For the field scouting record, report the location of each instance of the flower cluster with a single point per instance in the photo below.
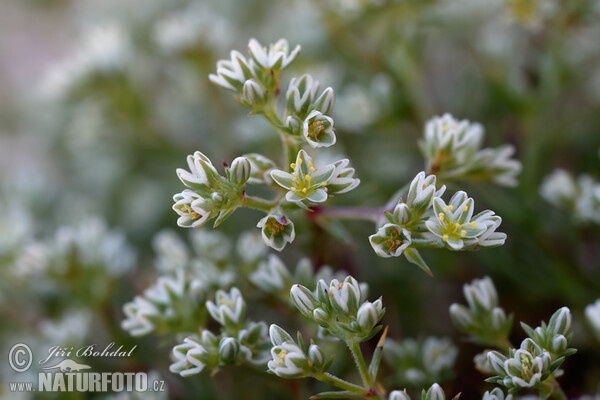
(426, 220)
(176, 301)
(306, 122)
(240, 341)
(537, 359)
(340, 308)
(452, 149)
(273, 277)
(420, 363)
(171, 304)
(295, 360)
(209, 194)
(484, 320)
(580, 196)
(592, 315)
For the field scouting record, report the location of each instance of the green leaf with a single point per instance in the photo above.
(414, 257)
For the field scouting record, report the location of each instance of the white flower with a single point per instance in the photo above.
(317, 130)
(305, 182)
(277, 230)
(232, 74)
(422, 191)
(342, 180)
(481, 293)
(271, 275)
(190, 207)
(345, 296)
(277, 56)
(454, 225)
(592, 314)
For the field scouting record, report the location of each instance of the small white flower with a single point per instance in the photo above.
(278, 56)
(272, 275)
(481, 293)
(305, 182)
(592, 314)
(346, 295)
(232, 74)
(229, 309)
(189, 205)
(317, 130)
(390, 240)
(277, 230)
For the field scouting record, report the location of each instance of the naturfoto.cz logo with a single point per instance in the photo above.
(71, 376)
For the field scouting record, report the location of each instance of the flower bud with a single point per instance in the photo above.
(303, 299)
(369, 315)
(559, 344)
(461, 317)
(239, 172)
(253, 95)
(324, 103)
(435, 392)
(316, 356)
(321, 317)
(560, 322)
(228, 350)
(345, 296)
(496, 362)
(399, 395)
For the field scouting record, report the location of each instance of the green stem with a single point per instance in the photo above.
(355, 213)
(339, 382)
(360, 363)
(557, 392)
(258, 203)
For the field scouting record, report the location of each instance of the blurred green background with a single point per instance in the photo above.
(99, 140)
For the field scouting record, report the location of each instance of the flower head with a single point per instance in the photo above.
(305, 182)
(232, 74)
(342, 180)
(453, 222)
(228, 308)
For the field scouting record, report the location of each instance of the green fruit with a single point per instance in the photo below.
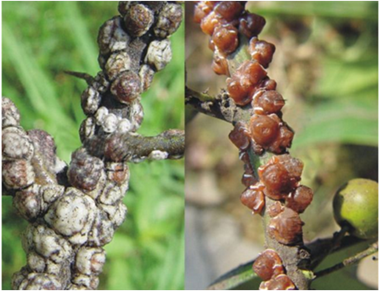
(356, 206)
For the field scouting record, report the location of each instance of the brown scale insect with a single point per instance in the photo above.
(229, 9)
(270, 133)
(240, 136)
(251, 24)
(268, 265)
(225, 38)
(300, 199)
(261, 51)
(220, 65)
(286, 227)
(253, 198)
(280, 176)
(241, 85)
(267, 102)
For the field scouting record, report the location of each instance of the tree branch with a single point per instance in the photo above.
(220, 106)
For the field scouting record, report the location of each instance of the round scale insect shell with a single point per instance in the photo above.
(112, 37)
(110, 123)
(248, 179)
(240, 94)
(275, 209)
(283, 141)
(159, 54)
(101, 83)
(300, 199)
(72, 214)
(294, 166)
(254, 199)
(18, 174)
(118, 218)
(100, 114)
(124, 6)
(16, 144)
(45, 242)
(240, 136)
(268, 265)
(264, 130)
(136, 114)
(110, 194)
(117, 63)
(102, 230)
(251, 24)
(87, 129)
(286, 227)
(254, 70)
(28, 202)
(35, 262)
(90, 260)
(113, 150)
(117, 172)
(225, 38)
(277, 181)
(51, 192)
(40, 281)
(169, 19)
(126, 87)
(138, 19)
(124, 126)
(219, 64)
(91, 99)
(201, 11)
(146, 75)
(94, 194)
(45, 146)
(84, 171)
(229, 9)
(10, 116)
(210, 22)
★ ★ ★ ★
## Written exercise:
Copy all of the material above word for word, leaving out the pictures.

## Response to the exercise:
For the field scouting record, report the location of each instance of the flower cluster with a single point per instance in the photo below.
(426, 220)
(176, 301)
(306, 122)
(240, 341)
(537, 359)
(340, 308)
(452, 149)
(273, 277)
(420, 363)
(171, 304)
(295, 360)
(209, 194)
(484, 320)
(580, 196)
(592, 315)
For the field scouting record, report the location of each instance of the green leaf with a single point per instance in the photo above.
(414, 257)
For the field scouting record, report the location of each instance of the white flower with a single point per instance in the photo above.
(317, 130)
(305, 182)
(277, 230)
(232, 74)
(422, 191)
(342, 180)
(481, 293)
(271, 275)
(190, 207)
(345, 296)
(277, 56)
(454, 225)
(592, 314)
For the field scouting record, report the location of each instance of the small white flower with a single point per instance in the photo above.
(278, 56)
(272, 275)
(481, 293)
(305, 182)
(592, 314)
(346, 295)
(232, 74)
(229, 309)
(189, 205)
(317, 130)
(390, 240)
(277, 230)
For the field scouting record, report the location of each instance of the naturfoto.cz logo with a single point per instance in the photo above.
(71, 376)
For the field scouting record, report the location of each instance of the flower bud with a single point per instance in the photo above.
(303, 299)
(369, 315)
(559, 344)
(461, 317)
(239, 172)
(253, 95)
(324, 103)
(435, 392)
(316, 356)
(321, 317)
(560, 322)
(228, 350)
(345, 296)
(496, 362)
(399, 395)
For the field scouting record, report the location of each instance of the green stem with a single point per instance in the photo above.
(355, 213)
(339, 382)
(360, 363)
(557, 392)
(258, 203)
For the field scouting record, report the location of each instance of the blurred green background with a single point per instance in the photo above.
(99, 140)
For the field scouting record, report the location of each instance of the flower head with a single point per instance in the photo above.
(305, 182)
(232, 74)
(342, 180)
(453, 222)
(228, 308)
For the field scouting record, report the location of each instance of the green fruit with a single point per instance in the photo below.
(356, 206)
For the field scouting record, report the location of each instance of the brown scale insect with a single point per instance in the photo above.
(229, 9)
(270, 133)
(240, 136)
(251, 24)
(268, 265)
(225, 38)
(300, 199)
(261, 51)
(220, 65)
(286, 227)
(253, 198)
(280, 176)
(241, 85)
(267, 102)
For the field scouting record, report the location of each instance of the tree branch with a single point per instance in the photo above.
(220, 106)
For the field scouting record, report the location of each instance of the round scale insect shell with a single point per instance in the photo above.
(112, 37)
(110, 123)
(248, 179)
(240, 94)
(275, 209)
(283, 141)
(159, 54)
(101, 83)
(300, 199)
(72, 214)
(294, 166)
(254, 199)
(18, 174)
(118, 218)
(100, 114)
(124, 6)
(16, 144)
(45, 242)
(240, 136)
(268, 265)
(264, 130)
(136, 114)
(110, 194)
(117, 63)
(102, 230)
(251, 24)
(87, 129)
(286, 227)
(254, 70)
(28, 202)
(35, 262)
(90, 260)
(113, 150)
(117, 172)
(225, 38)
(277, 181)
(51, 192)
(40, 281)
(169, 19)
(126, 87)
(138, 19)
(124, 126)
(219, 64)
(91, 99)
(201, 11)
(146, 75)
(94, 194)
(45, 146)
(84, 171)
(229, 9)
(10, 116)
(210, 22)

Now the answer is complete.